▶ **Source excerpt**
+--
For some, dispatching American police to train in a foreign country battered by decades of war, terror attacks and strife highlights how dramatically U.S. law enforcement has changed in the 13 years since al-Qaida airplane hijackers crashed into New York’s World Trade Center. In many places, the image of the friendly cop on the beat has been replaced by intimidating, fully armed military-style troops. And Israel has played part in that transition.
As these trips to Israel became more commonplace, the militarization of U.S. law enforcement also was driven by the creation of various homeland security initiatives and billions of dollars of surplus military-grade equipment donated to local departments through the 1033 program after 9/11.
Shakeel Syed, executive director of the Islamic Shura Council of Southern California, described the tactics he sees American police use today as “a near replica” of their Israeli counterparts.
“Whether it is in Ferguson or L.A., we see a similar response all the time in the form of a disproportionate number of combat-ready police with military gear who are ready to use tear gas at short notice,” Syed said. “Whenever you find 50 people at a demonstration, there is always a SWAT team in sight or right around the corner.”
The law enforcement seminars in some ways resemble other privately funded trips to Israel, such as the birthright trips for Jewish young adults and programs for politicians, educators and other professionals. Stops on the law enforcement tours include not just the Western Wall, but also West Bank border checkpoints, military facilities and surveillance installations.
Participants speak highly of the experience. Former U.S. Capitol Police Chief Terrance W. Gainer called Israel “the Harvard of antiterrorism” after taking part in a 2005 trip sponsored by the Jewish Institute for National Security Affairs. Capt. Brad Virgoe of the Orange County Sheriff's Department in California called the 2013 session he took part in an “amazing experience,” recalling visits to checkpoints in Eilat at the Israeli-Egyptian border and in the West Bank near Bethlehem.
Since 2002, the Anti-Defamation League, the American Jewish Committee’s Project Interchange and the Jewish Institute for National Security Affairs have sent police chiefs, assistant chiefs and captains on fully paid trips to Israel and the Palestinian territories to observe the operations of the Israeli national police, the Israel Defense Forces, the Israeli Border Patrol and the country’s intelligence services. Tax documents from the Jewish Institute show the organization spent $36,857 on the trips in 2012.
+--
▶ **Record set**
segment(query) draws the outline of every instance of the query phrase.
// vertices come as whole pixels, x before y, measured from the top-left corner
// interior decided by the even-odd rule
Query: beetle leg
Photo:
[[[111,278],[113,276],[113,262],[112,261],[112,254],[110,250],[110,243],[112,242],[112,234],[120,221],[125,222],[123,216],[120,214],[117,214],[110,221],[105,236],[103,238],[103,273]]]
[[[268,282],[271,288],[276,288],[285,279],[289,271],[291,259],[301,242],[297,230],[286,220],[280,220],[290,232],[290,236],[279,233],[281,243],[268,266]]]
+--
Copy everything from "As these trips" down to "their Israeli counterparts." in the excerpt on U.S. police trips to Israel, renaming "commonplace" as "routine". The items aren't needed for this.

▶ **Task output**
As these trips to Israel became more routine, the militarization of U.S. law enforcement also was driven by the creation of various homeland security initiatives and billions of dollars of surplus military-grade equipment donated to local departments through the 1033 program after 9/11.
Shakeel Syed, executive director of the Islamic Shura Council of Southern California, described the tactics he sees American police use today as “a near replica” of their Israeli counterparts.